— start of Data excerpts —
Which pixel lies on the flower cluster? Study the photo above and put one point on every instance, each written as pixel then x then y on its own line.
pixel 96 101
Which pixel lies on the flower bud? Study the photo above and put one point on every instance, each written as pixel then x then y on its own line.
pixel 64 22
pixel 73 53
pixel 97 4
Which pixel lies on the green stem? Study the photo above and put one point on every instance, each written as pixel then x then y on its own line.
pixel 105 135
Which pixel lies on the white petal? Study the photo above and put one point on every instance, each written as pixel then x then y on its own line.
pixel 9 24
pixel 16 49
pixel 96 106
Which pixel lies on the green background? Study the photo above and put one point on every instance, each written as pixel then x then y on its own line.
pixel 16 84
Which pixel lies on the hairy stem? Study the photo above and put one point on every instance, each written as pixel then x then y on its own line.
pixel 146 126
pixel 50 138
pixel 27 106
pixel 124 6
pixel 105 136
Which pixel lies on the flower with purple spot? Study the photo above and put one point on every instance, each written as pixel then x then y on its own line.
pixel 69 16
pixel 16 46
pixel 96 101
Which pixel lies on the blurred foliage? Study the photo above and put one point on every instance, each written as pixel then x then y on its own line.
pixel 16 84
— end of Data excerpts —
Turn the lines above into a numbered list, leaving out any blank lines.

1. Which pixel lies on the flower cluster? Study the photo above and put one point on every instance, each written as pixel then x then y on its own line.
2. pixel 96 101
3. Which pixel lies on the flower bud? Study the photo above and put one point on every instance, each written as pixel then x then y on its own line.
4. pixel 64 22
5. pixel 73 53
6. pixel 97 4
7. Which pixel lies on the green stem? Study the photo above and put one point on every instance, each written as pixel then x then y on its own line.
8. pixel 105 135
9. Which pixel lies on the white petal? Study the photo above and put one point on every instance, each written as pixel then x then y on its own line.
10. pixel 9 24
11. pixel 16 49
12. pixel 96 106
13. Which pixel lies on the green background? Study the photo above and put one point on every instance, each written as pixel then x then y on its own line.
14. pixel 16 84
15. Which pixel lies on the hairy stem? Study the photo above and put one point on every instance, each written as pixel then x then y on its own line.
16. pixel 146 126
17. pixel 50 138
18. pixel 27 106
19. pixel 124 6
20. pixel 105 136
21. Which pixel lies on the flower with purple spot? Study the photo above and put one point on every instance, each written as pixel then x then y on its own line.
22. pixel 69 16
23. pixel 16 46
24. pixel 96 101
25. Which pixel lies on the blurred foliage? Study the photo above and put one point on every instance, each written as pixel then x then y on its own line.
26. pixel 16 84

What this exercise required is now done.